- Brano da leggere:
Se questo primo tentativo non va a buon fine, alla coppia (e soprattutto alla donna) viene suggerito di prendere in considerazione i metodi di II e III livello che consistono in più passaggi e richiedono un impegno continuativo per varie settimane. La distinzione tra metodi di livello II e III dipende sostanzialmente dal grado di invasività delle procedure effettuate sulla donna (tipo di intervento, sedazione ecc.).

Si inizia con la stimolazione ovarica: vengono somministrati alla donna farmaci a base di ormoni per ottenere una produzione maggiore di ovuli invece che uno solo come avviene tipicamente in natura ogni mese.
Fecondazione in vitro (FIVET)
In questa fase alcune donne (il 12%, pag 78) rinunciano per reazioni avverse o per altri motivi.
Gli ovociti ottenuti in parte vengono congelati per tentativi futuri (tecniche FO - Frozen Oocyte) e in parte vengono posti in una coltura in vitro assieme agli spermatozoi per ottenere vari embrioni. In alcuni casi si lascia agli spermatozoi la facoltà di fecondare - diciamo così - "da soli" gli ovociti (tecniche FIVET) mentre in altri casi il singolo spermatozoo viene espressamente iniettato nel singolo ovocita (tecniche ICSI).

- Materiale di studio:
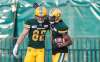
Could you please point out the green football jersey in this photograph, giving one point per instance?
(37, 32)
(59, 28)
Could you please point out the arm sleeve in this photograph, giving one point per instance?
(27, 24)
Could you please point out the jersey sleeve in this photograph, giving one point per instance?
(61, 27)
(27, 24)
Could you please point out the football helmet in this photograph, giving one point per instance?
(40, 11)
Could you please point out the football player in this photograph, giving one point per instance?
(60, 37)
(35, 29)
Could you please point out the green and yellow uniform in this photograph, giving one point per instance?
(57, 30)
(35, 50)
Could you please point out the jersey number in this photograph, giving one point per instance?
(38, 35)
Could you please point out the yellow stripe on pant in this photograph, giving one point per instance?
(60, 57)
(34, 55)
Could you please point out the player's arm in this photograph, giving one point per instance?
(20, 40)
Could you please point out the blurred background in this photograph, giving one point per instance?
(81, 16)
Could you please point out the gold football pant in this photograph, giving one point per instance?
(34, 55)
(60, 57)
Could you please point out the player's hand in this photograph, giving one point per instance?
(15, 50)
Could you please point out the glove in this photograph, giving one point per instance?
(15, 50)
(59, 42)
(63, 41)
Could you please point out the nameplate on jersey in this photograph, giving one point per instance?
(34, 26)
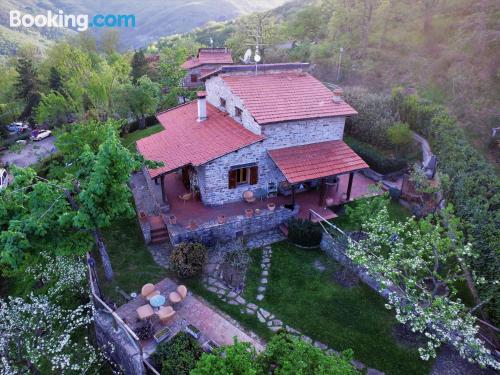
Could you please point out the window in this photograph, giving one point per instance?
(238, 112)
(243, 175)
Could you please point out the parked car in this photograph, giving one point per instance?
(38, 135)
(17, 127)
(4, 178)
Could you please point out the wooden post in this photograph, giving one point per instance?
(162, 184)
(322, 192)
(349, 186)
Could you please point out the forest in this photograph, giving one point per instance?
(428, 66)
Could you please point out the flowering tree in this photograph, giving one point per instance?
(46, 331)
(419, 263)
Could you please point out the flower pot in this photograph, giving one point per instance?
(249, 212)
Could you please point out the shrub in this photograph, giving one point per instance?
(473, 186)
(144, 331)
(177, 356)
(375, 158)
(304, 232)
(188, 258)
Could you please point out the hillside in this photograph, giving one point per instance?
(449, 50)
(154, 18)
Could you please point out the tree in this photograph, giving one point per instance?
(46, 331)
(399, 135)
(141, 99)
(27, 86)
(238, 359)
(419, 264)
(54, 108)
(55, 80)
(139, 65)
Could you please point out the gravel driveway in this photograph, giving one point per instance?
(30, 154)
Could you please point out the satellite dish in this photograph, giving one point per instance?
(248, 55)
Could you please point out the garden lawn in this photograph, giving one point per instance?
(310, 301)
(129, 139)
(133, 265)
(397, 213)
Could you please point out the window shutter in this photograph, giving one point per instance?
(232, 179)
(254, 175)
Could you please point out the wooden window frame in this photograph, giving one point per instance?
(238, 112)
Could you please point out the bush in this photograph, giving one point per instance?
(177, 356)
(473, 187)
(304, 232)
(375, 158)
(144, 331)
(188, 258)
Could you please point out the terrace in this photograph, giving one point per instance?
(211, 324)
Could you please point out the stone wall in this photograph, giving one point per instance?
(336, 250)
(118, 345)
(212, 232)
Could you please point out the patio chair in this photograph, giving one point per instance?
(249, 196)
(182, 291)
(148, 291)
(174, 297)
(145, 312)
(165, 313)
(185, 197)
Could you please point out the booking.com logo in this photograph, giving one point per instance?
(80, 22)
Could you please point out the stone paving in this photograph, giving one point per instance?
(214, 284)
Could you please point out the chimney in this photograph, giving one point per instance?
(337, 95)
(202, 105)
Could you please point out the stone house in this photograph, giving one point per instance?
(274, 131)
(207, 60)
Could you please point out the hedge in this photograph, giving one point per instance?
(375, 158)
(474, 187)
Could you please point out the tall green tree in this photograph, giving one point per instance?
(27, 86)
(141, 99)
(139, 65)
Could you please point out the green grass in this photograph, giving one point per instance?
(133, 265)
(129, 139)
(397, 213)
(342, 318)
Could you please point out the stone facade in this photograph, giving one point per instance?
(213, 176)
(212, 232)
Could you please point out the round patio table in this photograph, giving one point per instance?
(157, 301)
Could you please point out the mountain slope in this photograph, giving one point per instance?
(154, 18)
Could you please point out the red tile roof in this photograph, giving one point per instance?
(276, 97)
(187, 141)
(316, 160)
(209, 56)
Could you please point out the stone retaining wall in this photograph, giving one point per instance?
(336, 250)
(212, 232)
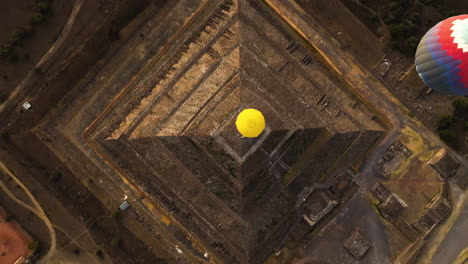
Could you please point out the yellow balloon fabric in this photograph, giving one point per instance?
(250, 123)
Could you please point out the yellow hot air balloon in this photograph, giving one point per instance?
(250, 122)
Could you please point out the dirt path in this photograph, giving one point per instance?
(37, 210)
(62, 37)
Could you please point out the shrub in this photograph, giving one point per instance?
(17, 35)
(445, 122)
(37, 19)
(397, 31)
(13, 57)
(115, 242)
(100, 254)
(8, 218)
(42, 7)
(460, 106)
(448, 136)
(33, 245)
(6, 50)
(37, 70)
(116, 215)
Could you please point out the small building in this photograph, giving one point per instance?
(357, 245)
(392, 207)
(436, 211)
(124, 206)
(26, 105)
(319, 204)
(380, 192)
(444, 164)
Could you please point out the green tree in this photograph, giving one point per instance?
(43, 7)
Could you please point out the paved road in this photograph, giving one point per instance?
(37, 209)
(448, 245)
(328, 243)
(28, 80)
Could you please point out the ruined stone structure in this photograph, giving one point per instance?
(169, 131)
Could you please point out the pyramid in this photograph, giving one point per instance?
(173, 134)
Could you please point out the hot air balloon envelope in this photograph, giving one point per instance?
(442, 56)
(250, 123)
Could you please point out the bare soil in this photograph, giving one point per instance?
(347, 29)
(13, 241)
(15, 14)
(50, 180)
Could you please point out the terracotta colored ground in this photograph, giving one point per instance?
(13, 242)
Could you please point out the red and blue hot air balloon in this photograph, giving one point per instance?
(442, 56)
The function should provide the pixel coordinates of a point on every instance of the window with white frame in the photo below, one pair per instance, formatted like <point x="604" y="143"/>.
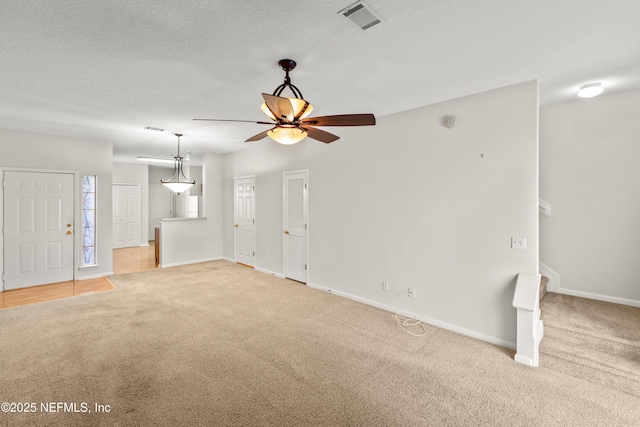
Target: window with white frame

- Dettagli compito:
Secondo il brano sulla procreazione assistita, da che cosa dipende sostanzialmente la distinzione tra i metodi di livello II e quelli di livello III?

- Soluzione:
Dal grado di invasività delle procedure effettuate sulla donna (tipo di intervento, sedazione ecc.).